Point-per-instance localization data
◇ ◇ ◇ ◇ ◇ ◇ ◇

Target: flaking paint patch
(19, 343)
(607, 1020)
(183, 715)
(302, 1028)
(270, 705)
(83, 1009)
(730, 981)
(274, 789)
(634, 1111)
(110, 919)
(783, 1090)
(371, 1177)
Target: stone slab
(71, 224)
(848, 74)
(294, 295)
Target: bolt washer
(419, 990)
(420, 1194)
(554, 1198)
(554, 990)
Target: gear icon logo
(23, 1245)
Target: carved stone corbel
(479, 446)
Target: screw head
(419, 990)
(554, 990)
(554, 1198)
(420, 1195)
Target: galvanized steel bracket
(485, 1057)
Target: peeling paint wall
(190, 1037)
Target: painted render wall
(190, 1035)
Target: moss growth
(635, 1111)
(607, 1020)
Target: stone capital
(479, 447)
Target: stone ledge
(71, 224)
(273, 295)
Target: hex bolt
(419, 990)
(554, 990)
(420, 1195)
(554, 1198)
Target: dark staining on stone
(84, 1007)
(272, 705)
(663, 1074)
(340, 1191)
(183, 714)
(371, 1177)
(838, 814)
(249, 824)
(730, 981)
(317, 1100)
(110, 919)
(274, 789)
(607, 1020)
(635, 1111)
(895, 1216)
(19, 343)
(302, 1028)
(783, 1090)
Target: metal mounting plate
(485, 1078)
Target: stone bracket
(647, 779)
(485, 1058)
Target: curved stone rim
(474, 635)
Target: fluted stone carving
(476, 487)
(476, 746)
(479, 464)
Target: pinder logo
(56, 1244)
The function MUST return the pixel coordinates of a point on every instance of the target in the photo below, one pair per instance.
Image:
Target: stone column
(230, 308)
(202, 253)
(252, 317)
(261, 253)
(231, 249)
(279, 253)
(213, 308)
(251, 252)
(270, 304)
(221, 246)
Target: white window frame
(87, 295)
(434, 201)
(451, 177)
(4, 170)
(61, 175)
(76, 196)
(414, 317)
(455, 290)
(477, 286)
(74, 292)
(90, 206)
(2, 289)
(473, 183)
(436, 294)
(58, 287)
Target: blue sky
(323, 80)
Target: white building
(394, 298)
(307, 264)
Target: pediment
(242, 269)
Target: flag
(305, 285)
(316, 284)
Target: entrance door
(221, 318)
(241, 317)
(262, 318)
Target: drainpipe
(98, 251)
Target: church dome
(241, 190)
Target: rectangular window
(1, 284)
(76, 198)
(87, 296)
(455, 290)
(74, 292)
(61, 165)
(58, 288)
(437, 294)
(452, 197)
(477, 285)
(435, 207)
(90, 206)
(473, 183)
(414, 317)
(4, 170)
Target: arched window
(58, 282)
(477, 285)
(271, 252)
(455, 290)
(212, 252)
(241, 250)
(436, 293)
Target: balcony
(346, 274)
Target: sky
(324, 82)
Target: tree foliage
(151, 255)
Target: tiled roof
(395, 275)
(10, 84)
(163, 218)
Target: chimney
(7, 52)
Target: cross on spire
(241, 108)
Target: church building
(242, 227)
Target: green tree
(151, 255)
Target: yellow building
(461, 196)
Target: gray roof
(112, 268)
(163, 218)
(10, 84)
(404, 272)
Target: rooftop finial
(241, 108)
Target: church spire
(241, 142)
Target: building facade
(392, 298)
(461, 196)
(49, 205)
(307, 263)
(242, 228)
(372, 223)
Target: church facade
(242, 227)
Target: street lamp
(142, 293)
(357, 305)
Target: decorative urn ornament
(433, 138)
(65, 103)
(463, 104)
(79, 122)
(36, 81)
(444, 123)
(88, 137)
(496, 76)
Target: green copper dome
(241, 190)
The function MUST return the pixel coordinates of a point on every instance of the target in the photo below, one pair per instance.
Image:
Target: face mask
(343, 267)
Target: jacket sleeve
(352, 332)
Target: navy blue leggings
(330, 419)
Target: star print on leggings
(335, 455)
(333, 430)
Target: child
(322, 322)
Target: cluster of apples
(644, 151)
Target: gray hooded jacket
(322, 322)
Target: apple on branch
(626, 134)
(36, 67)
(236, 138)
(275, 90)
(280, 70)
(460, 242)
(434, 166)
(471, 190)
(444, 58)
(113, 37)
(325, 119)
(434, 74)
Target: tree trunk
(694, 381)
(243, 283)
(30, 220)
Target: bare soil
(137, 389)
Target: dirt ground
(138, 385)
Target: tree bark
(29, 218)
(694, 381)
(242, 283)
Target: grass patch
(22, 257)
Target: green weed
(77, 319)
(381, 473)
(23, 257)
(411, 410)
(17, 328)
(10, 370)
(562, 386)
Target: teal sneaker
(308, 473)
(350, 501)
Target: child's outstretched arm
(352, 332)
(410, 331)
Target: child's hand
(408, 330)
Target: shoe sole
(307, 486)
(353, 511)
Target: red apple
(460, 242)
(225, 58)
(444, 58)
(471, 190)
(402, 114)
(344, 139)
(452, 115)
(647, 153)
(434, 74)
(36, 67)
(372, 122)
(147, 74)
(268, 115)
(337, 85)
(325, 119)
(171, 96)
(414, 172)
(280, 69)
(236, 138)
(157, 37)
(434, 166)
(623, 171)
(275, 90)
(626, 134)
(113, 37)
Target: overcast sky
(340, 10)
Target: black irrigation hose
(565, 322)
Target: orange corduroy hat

◇ ◇ ◇ ◇ ◇ ◇ ◇

Restate the data above word for word. Leave nothing out.

Target: flaking paint patch
(19, 343)
(607, 1020)
(183, 715)
(302, 1028)
(270, 705)
(83, 1009)
(730, 981)
(274, 789)
(634, 1111)
(110, 919)
(783, 1090)
(371, 1177)
Target: stone slab
(71, 224)
(848, 74)
(294, 295)
Target: bolt washer
(419, 990)
(420, 1194)
(554, 1198)
(554, 990)
Target: gear icon logo
(23, 1245)
Target: carved stone corbel
(479, 446)
Target: screw head
(419, 990)
(554, 990)
(554, 1198)
(420, 1195)
Target: galvanized steel bracket
(485, 1057)
Target: peeling paint wall
(190, 1037)
Target: painted render wall
(190, 1035)
Target: moss growth
(635, 1111)
(607, 1020)
Target: stone capital
(479, 447)
Target: stone ledge
(71, 224)
(273, 295)
Target: hex bolt
(419, 990)
(554, 990)
(420, 1195)
(554, 1198)
Target: dark staining on stone
(84, 1007)
(272, 705)
(663, 1074)
(340, 1191)
(183, 714)
(371, 1177)
(838, 814)
(249, 824)
(730, 981)
(317, 1100)
(110, 919)
(274, 789)
(607, 1020)
(635, 1111)
(895, 1216)
(19, 343)
(302, 1028)
(783, 1090)
Target: metal mounting plate
(485, 1078)
Target: stone bracket
(647, 779)
(485, 1058)
Target: curved stone rim
(474, 635)
Target: fluted stone carving
(476, 487)
(476, 746)
(479, 464)
Target: pinder logo
(56, 1244)
The function MUST return the pixel coordinates of a point on every instance of the target in the photo below, one pair per instance.
Image:
Target: stone column
(230, 308)
(202, 253)
(252, 317)
(261, 253)
(231, 249)
(279, 253)
(213, 308)
(251, 252)
(270, 304)
(221, 246)
Target: white window frame
(87, 295)
(434, 201)
(451, 177)
(4, 170)
(61, 175)
(76, 196)
(414, 317)
(455, 290)
(477, 286)
(74, 292)
(90, 206)
(2, 289)
(473, 183)
(436, 294)
(58, 287)
Target: blue sky
(323, 80)
Target: white building
(394, 298)
(307, 264)
Target: pediment
(242, 269)
Target: flag
(305, 285)
(316, 284)
Target: entrance door
(221, 318)
(241, 317)
(262, 318)
Target: drainpipe
(98, 251)
Target: church dome
(241, 190)
Target: rectangular window
(1, 284)
(76, 198)
(87, 296)
(455, 290)
(74, 292)
(61, 165)
(58, 288)
(437, 294)
(452, 197)
(477, 285)
(435, 207)
(90, 206)
(473, 183)
(414, 317)
(4, 170)
Target: arched window
(58, 282)
(477, 285)
(271, 252)
(455, 290)
(212, 252)
(241, 250)
(436, 293)
Target: balcony
(346, 274)
Target: sky
(324, 82)
Target: tree foliage
(151, 255)
Target: tiled roof
(395, 275)
(10, 84)
(163, 218)
Target: chimney
(7, 52)
Target: cross on spire
(241, 108)
Target: church building
(242, 227)
Target: green tree
(151, 255)
Target: yellow building
(461, 196)
Target: gray roof
(112, 268)
(163, 218)
(10, 84)
(404, 272)
Target: rooftop finial
(241, 108)
Target: church spire
(241, 142)
Target: building facade
(392, 298)
(461, 196)
(49, 205)
(307, 263)
(242, 228)
(372, 223)
Target: church facade
(242, 227)
Target: street lamp
(142, 293)
(357, 305)
Target: decorative urn ornament
(433, 138)
(65, 103)
(463, 104)
(79, 122)
(36, 81)
(444, 123)
(88, 137)
(496, 76)
Target: green copper dome
(241, 190)
The function MUST return the pixel coordinates of a point on every instance of the target in the photo below, one pair per instance.
Image:
Target: face mask
(343, 267)
Target: jacket sleeve
(352, 332)
Target: navy blue leggings
(330, 419)
Target: star print on leggings
(335, 455)
(333, 430)
Target: child
(322, 322)
Target: cluster of apples
(644, 151)
Target: gray hooded jacket
(322, 322)
Target: apple on branch
(626, 134)
(36, 67)
(236, 138)
(275, 90)
(280, 70)
(460, 242)
(434, 166)
(471, 190)
(444, 58)
(113, 37)
(325, 119)
(434, 74)
Target: tree trunk
(694, 381)
(243, 283)
(30, 220)
Target: bare soil
(137, 389)
Target: dirt ground
(138, 385)
Target: tree bark
(29, 218)
(694, 381)
(242, 283)
Target: grass patch
(22, 257)
Target: green weed
(77, 319)
(381, 473)
(23, 257)
(411, 410)
(17, 328)
(10, 370)
(562, 386)
Target: teal sneaker
(308, 473)
(350, 501)
Target: child's outstretched arm
(352, 332)
(410, 331)
Target: child's hand
(408, 330)
Target: shoe sole
(307, 486)
(353, 511)
Target: red apple
(460, 242)
(225, 58)
(444, 58)
(471, 190)
(402, 114)
(344, 139)
(452, 115)
(647, 153)
(434, 74)
(36, 67)
(372, 122)
(147, 74)
(268, 115)
(337, 85)
(325, 119)
(171, 96)
(414, 172)
(280, 69)
(236, 138)
(157, 37)
(434, 166)
(623, 171)
(275, 90)
(626, 134)
(113, 37)
Target: overcast sky
(340, 10)
Target: black irrigation hose
(565, 322)
Target: orange corduroy hat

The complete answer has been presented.